ISTRUZIONI DEL COMPITO: Estrai dalle righe qui sotto ogni riga che contiene la parola "marking". Le maiuscole e le minuscole contano.

Voci da un dataset:
__________

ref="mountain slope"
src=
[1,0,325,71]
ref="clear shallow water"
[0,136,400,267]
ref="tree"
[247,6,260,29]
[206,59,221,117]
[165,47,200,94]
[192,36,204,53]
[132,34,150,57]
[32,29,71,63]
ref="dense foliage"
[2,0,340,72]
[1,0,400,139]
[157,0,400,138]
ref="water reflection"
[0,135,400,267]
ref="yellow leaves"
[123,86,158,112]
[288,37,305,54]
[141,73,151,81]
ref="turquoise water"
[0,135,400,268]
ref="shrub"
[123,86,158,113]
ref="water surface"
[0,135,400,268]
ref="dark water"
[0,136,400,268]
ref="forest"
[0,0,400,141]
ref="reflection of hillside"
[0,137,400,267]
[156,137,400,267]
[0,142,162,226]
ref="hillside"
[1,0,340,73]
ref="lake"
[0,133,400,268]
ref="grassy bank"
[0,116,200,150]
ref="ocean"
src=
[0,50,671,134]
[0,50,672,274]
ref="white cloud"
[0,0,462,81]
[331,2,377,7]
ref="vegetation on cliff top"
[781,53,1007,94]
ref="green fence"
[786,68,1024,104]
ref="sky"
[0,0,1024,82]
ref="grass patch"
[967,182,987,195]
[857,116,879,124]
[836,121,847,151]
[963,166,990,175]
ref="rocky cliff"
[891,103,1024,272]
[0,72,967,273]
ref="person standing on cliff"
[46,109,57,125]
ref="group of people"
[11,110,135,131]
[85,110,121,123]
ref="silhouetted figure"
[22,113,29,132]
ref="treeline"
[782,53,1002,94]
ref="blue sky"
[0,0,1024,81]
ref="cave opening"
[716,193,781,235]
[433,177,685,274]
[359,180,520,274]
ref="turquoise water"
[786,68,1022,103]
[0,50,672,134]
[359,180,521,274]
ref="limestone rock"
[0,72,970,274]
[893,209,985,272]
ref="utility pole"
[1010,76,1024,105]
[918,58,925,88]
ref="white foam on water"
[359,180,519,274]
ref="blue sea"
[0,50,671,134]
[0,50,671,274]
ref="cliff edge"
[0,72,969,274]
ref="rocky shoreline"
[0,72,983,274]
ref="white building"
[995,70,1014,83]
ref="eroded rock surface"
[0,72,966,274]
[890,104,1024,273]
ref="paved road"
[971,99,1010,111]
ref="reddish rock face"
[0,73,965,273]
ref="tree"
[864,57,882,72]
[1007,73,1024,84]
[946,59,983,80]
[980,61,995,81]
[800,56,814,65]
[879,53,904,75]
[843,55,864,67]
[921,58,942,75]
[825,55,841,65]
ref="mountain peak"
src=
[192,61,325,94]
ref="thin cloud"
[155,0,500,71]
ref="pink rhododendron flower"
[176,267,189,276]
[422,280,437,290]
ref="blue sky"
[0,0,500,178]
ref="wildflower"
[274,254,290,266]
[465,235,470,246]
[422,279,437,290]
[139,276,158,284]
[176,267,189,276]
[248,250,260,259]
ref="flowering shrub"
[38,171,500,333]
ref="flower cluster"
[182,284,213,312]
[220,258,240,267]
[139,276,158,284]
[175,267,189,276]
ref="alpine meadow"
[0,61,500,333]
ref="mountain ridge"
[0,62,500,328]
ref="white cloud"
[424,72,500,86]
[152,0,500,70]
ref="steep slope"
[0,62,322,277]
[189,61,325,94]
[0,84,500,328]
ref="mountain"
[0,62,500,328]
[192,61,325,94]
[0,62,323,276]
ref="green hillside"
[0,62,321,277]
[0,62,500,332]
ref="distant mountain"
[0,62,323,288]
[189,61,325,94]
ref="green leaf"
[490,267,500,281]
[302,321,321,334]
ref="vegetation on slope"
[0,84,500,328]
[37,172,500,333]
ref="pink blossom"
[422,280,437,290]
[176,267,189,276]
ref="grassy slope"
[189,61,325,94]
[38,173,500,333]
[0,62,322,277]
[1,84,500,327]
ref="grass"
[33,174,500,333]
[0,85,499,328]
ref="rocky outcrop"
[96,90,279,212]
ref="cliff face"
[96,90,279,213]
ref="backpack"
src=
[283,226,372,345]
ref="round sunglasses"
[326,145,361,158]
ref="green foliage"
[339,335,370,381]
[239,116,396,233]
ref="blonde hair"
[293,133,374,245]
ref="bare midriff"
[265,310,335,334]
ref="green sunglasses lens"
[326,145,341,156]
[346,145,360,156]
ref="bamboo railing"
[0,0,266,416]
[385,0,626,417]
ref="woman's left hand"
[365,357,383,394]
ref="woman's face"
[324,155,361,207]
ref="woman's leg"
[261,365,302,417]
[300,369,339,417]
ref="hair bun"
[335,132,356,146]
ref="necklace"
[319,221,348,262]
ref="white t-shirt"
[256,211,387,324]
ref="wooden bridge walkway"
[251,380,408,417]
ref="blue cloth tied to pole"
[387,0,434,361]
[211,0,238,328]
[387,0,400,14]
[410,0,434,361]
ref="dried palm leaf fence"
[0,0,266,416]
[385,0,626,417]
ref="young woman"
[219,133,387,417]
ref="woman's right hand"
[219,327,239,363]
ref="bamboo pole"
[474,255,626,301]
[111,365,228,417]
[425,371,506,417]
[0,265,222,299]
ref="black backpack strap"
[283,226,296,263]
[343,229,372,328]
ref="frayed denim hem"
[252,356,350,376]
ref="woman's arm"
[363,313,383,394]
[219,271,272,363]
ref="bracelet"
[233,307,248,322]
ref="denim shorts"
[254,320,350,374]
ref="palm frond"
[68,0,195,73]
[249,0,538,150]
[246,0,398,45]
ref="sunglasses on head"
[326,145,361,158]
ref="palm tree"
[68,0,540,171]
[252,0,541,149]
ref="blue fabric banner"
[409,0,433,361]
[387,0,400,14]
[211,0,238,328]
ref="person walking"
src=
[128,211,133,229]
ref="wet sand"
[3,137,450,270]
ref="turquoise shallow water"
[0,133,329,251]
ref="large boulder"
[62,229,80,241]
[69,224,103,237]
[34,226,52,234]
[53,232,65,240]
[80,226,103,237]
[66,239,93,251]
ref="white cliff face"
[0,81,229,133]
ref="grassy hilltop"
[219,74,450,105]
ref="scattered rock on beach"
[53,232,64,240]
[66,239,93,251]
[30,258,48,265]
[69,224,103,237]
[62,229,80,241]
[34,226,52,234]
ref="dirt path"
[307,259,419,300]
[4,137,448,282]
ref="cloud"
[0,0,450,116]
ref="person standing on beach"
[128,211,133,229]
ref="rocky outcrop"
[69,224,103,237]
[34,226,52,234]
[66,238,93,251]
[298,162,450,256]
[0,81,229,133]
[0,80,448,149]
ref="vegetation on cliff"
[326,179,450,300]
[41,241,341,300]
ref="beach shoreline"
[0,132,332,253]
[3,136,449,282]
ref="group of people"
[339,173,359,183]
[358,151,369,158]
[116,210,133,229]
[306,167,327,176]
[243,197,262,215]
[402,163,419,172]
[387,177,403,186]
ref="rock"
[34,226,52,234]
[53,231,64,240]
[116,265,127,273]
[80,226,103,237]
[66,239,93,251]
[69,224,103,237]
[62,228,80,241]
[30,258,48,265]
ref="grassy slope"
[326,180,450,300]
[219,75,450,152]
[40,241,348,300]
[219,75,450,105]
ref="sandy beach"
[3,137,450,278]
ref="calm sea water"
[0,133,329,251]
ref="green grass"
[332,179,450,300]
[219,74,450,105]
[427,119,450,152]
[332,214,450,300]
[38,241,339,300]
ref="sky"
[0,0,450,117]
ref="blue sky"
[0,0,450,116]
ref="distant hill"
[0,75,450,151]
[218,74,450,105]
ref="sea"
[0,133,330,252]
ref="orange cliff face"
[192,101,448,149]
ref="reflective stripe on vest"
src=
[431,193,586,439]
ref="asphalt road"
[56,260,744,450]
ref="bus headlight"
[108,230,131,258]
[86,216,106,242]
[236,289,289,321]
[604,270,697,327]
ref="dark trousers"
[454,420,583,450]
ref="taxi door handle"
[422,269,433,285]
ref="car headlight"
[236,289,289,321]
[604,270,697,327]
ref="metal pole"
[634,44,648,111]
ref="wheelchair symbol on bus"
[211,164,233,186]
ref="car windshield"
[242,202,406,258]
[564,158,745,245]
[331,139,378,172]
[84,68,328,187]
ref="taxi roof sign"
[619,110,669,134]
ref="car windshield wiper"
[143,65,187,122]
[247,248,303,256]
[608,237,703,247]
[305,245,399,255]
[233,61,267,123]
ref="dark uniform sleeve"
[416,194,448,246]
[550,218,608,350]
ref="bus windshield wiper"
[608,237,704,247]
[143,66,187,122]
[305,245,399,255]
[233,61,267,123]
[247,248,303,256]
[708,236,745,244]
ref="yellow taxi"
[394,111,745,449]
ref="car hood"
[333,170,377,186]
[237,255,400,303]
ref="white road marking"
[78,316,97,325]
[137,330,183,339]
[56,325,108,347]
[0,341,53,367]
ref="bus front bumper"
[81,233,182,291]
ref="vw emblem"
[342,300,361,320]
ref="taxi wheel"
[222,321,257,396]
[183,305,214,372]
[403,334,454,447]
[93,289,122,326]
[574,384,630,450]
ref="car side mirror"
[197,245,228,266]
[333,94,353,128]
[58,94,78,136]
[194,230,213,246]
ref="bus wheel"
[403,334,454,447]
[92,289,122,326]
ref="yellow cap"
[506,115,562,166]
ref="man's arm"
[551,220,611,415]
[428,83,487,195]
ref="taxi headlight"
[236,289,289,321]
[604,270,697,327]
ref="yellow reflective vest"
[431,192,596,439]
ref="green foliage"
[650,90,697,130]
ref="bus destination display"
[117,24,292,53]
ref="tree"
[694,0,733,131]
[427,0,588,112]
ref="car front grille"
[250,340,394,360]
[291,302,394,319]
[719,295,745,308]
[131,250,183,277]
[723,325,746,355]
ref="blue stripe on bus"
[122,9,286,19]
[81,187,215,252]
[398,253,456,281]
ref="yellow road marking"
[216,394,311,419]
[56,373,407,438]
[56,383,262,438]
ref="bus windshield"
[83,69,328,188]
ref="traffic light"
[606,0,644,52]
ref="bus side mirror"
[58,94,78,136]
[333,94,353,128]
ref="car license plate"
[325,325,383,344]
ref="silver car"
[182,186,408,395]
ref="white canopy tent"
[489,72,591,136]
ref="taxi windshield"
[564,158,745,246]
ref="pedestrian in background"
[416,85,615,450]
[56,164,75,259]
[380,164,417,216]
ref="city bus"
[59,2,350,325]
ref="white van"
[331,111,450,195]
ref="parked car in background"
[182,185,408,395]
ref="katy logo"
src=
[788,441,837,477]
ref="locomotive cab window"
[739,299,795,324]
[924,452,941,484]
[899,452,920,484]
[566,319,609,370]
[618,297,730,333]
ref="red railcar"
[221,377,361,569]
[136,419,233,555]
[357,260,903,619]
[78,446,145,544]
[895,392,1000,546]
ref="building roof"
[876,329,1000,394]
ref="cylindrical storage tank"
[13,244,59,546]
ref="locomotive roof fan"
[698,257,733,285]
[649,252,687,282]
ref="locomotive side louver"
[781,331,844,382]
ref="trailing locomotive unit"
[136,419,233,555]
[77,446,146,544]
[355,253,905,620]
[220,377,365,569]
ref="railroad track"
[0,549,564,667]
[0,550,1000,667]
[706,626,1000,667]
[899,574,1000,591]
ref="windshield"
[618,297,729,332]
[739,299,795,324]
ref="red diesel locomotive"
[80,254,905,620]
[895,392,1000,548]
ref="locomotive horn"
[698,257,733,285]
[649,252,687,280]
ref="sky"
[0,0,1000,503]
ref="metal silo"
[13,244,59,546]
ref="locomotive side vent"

__________

SOLUZIONE:
ref="white road marking"
ref="yellow road marking"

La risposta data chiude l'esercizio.